Written problem.
Transcribe every line of the material below verbatim, leaving the pictures out of your answer.

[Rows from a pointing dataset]
********************
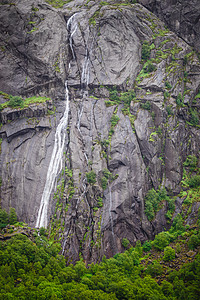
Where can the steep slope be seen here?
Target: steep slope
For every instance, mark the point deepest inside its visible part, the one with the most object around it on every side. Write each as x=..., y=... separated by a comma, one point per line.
x=133, y=121
x=182, y=17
********************
Response to the exercise.
Where can the steep slope be seen here?
Target: steep slope
For every instance, mark the point deepest inside its visible part, the one with the most object around it on every side. Write each as x=..., y=... separated by a comma, one point per line.
x=133, y=121
x=182, y=17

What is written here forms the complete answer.